Provided passage
--- start ---

Nutrition Facts : ServingSize 2
AGEDASHI DOFU
Japanese deep-fried tofu with a soya sauce and dashi sauce. Absolutely yum. I originally found the recipe in a Japanese cookbook I have at home. NB. The daikon and ginger is usually mixed into the sauce and the tofu then dipped into this mixture. You may find that you haven't got quite enough sauce, if this is the case, increase the amounts slightly!
Provided by Delete_
Categories Lunch/Snacks
Time 35m
Yield 2 serving(s)
Number Of Ingredients 9
Steps:
- Drain off any excess water from the tofu and place on paper towels. Lay another sheet of paper towel on top and cover with a plate. Weight the plate to squeeze out as much water as possible from the tofu. Be careful not to squish the tofu. Leave for about 30 minutes.

--- end ---

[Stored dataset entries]
--- start ---

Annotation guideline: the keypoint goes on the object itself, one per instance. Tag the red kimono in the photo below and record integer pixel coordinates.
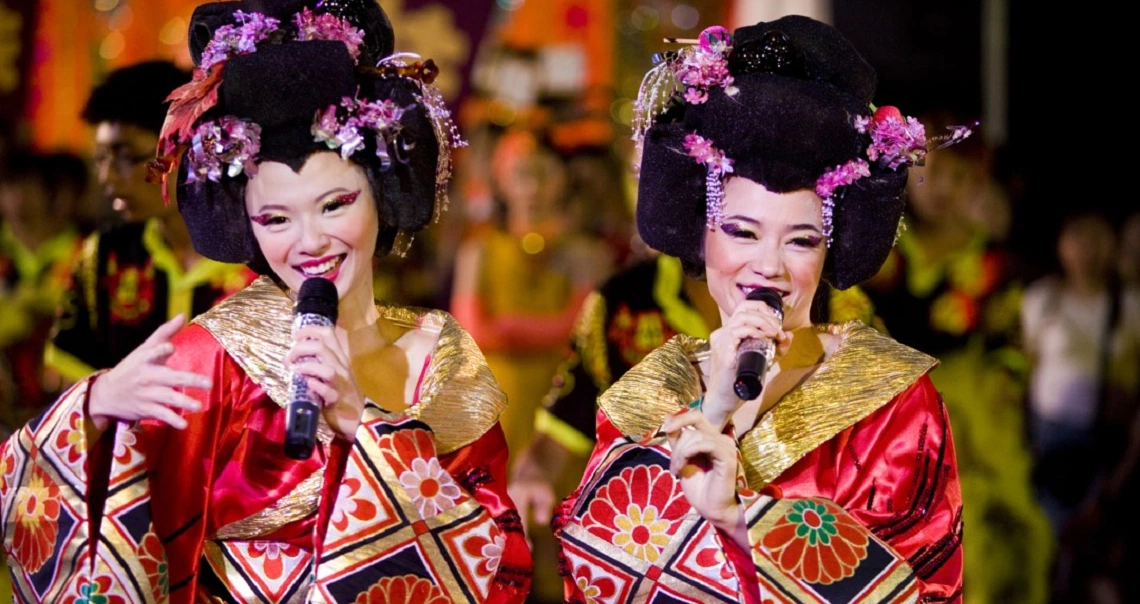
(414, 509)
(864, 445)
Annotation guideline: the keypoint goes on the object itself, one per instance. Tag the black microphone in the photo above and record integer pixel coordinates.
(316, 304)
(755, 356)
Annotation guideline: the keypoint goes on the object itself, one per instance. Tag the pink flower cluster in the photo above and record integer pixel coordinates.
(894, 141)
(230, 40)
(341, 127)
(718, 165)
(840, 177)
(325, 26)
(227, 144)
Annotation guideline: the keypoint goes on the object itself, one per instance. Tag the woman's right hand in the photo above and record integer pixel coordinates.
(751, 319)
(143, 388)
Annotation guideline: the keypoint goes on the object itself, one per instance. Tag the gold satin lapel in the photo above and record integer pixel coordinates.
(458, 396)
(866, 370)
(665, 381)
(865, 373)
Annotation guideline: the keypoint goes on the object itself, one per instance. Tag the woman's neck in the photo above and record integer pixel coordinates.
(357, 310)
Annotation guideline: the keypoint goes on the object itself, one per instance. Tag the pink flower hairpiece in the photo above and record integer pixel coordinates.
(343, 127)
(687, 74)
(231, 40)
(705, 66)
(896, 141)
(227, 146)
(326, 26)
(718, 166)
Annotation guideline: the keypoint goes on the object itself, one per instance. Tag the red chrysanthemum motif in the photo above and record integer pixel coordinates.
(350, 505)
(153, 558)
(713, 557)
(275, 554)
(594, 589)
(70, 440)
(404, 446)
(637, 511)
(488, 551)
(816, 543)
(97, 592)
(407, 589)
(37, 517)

--- end ---

Tasks to carry out
a – List every ingredient named in the agedashi dofu recipe, leaving out water.
b – Print the stretch of the agedashi dofu recipe from "Number Of Ingredients" through "about 30 minutes.".

The responses
a – tofu, soya sauce, dashi, daikon, ginger

b –
Number Of Ingredients 9
Steps:
- Drain off any excess water from the tofu and place on paper towels. Lay another sheet of paper towel on top and cover with a plate. Weight the plate to squeeze out as much water as possible from the tofu. Be careful not to squish the tofu. Leave for about 30 minutes.